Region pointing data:
+++++

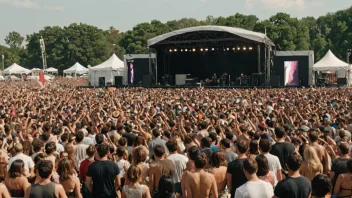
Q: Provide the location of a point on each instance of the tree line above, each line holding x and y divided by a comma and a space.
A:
90, 45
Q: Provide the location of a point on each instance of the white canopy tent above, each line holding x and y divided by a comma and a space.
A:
330, 63
107, 71
76, 69
16, 69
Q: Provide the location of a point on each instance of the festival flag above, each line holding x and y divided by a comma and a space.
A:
132, 73
41, 77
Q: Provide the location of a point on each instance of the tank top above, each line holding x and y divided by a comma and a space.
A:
135, 193
43, 191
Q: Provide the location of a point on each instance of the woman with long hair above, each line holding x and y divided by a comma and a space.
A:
264, 173
343, 186
166, 187
219, 170
16, 181
134, 189
67, 179
311, 164
139, 158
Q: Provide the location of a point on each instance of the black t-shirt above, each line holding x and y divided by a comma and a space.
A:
339, 166
290, 187
130, 138
282, 150
235, 168
103, 174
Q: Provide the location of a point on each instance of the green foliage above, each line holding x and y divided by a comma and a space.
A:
14, 40
90, 45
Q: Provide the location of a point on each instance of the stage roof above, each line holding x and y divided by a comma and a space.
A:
250, 35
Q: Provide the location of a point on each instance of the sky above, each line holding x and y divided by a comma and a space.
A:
28, 16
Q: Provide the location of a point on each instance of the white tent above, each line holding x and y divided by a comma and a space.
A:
76, 69
330, 63
107, 71
16, 69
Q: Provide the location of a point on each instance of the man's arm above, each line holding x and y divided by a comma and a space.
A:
89, 183
229, 181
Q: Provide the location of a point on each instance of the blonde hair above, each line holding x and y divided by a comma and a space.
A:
311, 159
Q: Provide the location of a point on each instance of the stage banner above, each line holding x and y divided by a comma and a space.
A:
132, 73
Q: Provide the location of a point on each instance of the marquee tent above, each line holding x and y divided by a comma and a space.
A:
76, 69
330, 63
16, 69
105, 73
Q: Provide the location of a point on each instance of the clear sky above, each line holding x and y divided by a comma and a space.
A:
28, 16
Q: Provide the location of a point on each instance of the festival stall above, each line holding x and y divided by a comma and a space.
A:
330, 68
108, 73
76, 69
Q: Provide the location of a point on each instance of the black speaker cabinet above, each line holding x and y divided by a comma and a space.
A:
118, 81
147, 80
101, 81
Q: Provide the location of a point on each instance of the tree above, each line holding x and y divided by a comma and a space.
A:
14, 40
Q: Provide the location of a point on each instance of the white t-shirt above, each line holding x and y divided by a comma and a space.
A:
256, 189
180, 162
28, 162
274, 165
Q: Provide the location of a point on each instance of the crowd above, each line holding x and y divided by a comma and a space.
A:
63, 141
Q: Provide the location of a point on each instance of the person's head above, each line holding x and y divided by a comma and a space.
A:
45, 168
344, 149
321, 185
205, 142
50, 148
171, 146
349, 166
218, 159
79, 137
313, 136
103, 150
3, 171
99, 139
64, 169
294, 162
17, 169
139, 155
263, 165
166, 186
91, 150
192, 152
250, 166
280, 132
134, 174
18, 148
37, 145
242, 146
264, 145
159, 151
225, 144
310, 157
200, 160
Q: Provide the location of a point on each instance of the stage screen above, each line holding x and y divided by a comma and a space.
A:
291, 73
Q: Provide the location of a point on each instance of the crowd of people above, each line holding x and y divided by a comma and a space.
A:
62, 141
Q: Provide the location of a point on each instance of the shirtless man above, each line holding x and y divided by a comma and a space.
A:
313, 139
200, 183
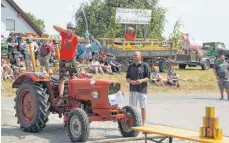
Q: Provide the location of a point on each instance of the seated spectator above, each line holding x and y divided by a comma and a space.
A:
173, 78
115, 66
105, 65
7, 72
43, 71
156, 77
95, 65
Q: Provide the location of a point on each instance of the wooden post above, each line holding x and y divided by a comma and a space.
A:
32, 56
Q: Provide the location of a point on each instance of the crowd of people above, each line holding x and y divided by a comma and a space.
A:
19, 56
87, 53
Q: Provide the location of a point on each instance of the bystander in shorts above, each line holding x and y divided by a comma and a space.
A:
136, 97
223, 83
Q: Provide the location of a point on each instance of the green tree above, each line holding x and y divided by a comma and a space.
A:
38, 22
100, 16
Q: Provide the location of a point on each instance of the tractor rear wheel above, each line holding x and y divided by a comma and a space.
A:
78, 125
132, 119
32, 107
165, 66
206, 65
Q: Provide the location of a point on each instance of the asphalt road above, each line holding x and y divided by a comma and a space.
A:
182, 111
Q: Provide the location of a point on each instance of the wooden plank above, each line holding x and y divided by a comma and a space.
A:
124, 139
178, 133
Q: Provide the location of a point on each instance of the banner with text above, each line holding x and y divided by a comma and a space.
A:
133, 16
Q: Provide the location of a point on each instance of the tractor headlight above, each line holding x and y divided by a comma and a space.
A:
95, 95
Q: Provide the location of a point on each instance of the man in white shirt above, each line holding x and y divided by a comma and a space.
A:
28, 60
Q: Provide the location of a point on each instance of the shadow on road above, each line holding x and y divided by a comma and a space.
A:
54, 133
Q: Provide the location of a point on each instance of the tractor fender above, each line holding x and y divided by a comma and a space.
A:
203, 60
29, 76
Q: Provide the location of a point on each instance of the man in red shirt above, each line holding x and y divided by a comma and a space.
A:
45, 54
67, 54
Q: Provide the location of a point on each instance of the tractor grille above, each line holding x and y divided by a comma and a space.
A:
114, 88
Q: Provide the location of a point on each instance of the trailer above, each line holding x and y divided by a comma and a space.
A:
161, 58
194, 60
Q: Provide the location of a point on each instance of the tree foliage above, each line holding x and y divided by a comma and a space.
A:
100, 16
38, 22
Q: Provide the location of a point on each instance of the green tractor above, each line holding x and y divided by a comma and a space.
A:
215, 48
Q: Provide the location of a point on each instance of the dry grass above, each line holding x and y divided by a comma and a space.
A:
192, 80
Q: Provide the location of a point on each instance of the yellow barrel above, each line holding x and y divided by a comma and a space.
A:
209, 133
210, 112
218, 134
203, 131
206, 121
214, 123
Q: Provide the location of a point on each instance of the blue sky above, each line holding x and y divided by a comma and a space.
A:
205, 20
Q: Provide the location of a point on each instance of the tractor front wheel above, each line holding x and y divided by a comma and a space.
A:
132, 119
78, 125
32, 107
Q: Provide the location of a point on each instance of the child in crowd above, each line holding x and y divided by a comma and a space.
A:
156, 77
173, 78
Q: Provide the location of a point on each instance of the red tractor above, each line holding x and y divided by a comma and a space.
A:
89, 100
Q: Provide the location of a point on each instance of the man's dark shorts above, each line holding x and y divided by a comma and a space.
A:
67, 66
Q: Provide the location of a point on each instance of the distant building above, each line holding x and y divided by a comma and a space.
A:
14, 19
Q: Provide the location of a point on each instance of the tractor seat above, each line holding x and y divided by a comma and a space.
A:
55, 78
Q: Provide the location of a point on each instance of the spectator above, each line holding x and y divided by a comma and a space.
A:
115, 66
173, 78
37, 53
130, 34
153, 68
221, 70
28, 59
105, 65
43, 71
138, 74
7, 72
45, 54
17, 67
12, 44
87, 55
95, 65
95, 45
156, 77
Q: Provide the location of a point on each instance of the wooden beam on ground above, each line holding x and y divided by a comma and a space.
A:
125, 139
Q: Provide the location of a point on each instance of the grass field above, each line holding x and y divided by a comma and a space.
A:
192, 80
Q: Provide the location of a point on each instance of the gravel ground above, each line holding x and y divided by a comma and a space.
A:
172, 110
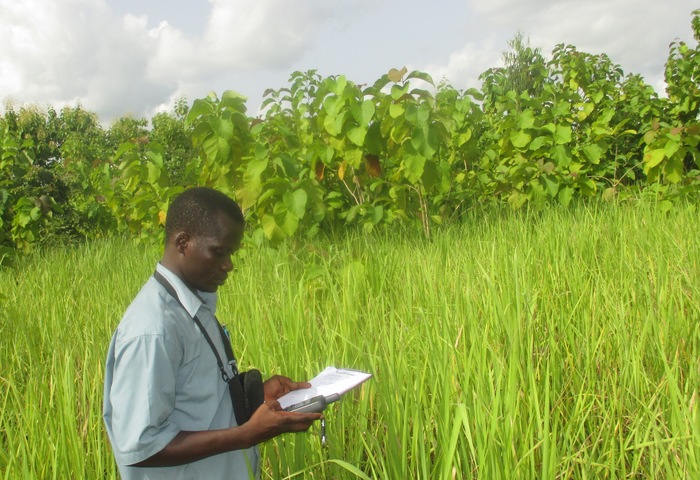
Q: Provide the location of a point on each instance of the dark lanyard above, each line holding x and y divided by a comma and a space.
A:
224, 337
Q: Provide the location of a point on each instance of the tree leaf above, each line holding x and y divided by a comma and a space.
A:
397, 75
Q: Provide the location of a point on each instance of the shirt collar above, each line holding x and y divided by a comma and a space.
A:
191, 300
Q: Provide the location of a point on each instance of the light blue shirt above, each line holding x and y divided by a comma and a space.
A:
162, 378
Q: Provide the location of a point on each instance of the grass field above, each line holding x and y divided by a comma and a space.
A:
558, 344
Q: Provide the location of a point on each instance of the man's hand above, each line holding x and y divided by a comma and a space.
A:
269, 420
277, 385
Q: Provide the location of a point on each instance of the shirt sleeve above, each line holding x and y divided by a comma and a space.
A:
143, 396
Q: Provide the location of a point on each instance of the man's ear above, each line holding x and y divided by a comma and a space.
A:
182, 239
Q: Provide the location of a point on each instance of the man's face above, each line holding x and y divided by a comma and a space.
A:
206, 260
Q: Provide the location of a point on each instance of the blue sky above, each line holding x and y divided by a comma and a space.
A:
120, 57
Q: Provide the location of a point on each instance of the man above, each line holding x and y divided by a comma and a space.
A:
167, 410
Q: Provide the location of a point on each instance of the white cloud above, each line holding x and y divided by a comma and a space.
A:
57, 51
464, 67
633, 33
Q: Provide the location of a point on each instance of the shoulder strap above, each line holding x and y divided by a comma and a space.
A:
227, 344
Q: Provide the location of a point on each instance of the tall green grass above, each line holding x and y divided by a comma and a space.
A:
561, 344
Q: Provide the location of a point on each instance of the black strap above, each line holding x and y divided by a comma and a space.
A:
224, 337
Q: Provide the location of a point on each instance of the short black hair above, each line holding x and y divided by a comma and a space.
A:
195, 210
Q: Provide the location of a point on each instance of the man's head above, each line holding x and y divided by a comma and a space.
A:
203, 229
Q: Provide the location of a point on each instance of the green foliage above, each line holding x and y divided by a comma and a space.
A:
671, 154
327, 152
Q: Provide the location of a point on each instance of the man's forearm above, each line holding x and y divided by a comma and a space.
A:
188, 447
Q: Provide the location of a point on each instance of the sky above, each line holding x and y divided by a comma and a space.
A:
137, 57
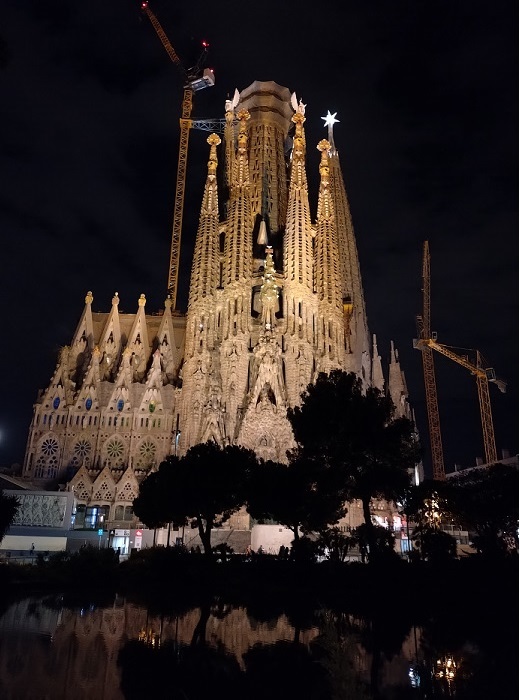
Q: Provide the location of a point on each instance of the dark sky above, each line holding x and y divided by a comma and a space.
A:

+++++

When a line among the entries above contains "road", copy it.

Q: Provide the location of a point on each instance of the asphalt road above, each line holding x and y divided by a comma and a space.
Q: Provide the location of a point on each instance of the shadow on road above, each line holding x and y divided by a comma and a space.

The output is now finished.